AIM OF THE EXERCISE
Write the next part of the article on hiring and keeping IT staff, picking up right after its final sentence.

DOCUMENT
──────────────────────────────
The battle to land a decent member of staff is ongoing and it appears that those with skills can be enticed away from existing positions, adding to the problems for those trying to fill vacancies.
Research from Curo Talent found that the high profile issues with the skills crisis in the IT world had made it clear to those that had got jobs that they had the chance to pitch for higher salaries, flexibility and other benefits from their employers.
The firm's third annual IT Talent Acquisition; the recruiter’s view research has found that not only has the skills issue not eased but many hiring staff feel it has been exacerbated by Brexit because of the difficulties attracting European nationals.
Keeping staff on board is not always a question of money and many staff would be happier to stay if they were given more interesting work to do.
“Recruiters need to challenge the status quo if they want break the cycle of staff churn,” said Sarah Wighton, client acquisition lead at Curo Talent.
"Matching skill levels to the complexity of the project is the first step in reducing staff churn," she added.
──────────────────────────────
RAW DATA

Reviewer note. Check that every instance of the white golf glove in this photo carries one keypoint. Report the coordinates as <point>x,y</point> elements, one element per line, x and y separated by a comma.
──────────────────────────────
ANSWER
There are also changes in the ways those looking to get staff on-board are sharing their hiring ambitions. Firms are rarely posting adverts in the vacancies wanted columns of business newspapers but are increasingly using LinkedIn as a way to put opportunities in the shop window. Facebook and Twitter are also popular with recruiters trying to reach out to a wide audience.
The Curo research also notes the rising popularity of YouTube as a recruitment tool and it expects video to be used more in the future.
“Our report shows a decline in the use of traditional channels for hiring IT staff. It seems some organisations are prepared to experiment with new recruitment models to attract the right staff," said Wighton.